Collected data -
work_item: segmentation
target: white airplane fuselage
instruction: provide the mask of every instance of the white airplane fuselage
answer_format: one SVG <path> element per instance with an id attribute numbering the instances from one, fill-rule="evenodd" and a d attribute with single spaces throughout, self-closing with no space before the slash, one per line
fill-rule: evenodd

TASK TO COMPLETE -
Please restate the preceding entries word for word.

SOLVED EXERCISE -
work_item: segmentation
target: white airplane fuselage
instruction: provide the mask of every instance of the white airplane fuselage
answer_format: one SVG <path> element per instance with an id attribute numbering the instances from one, fill-rule="evenodd" and a d attribute with single spaces throughout, self-closing with no space before the slash, one per line
fill-rule: evenodd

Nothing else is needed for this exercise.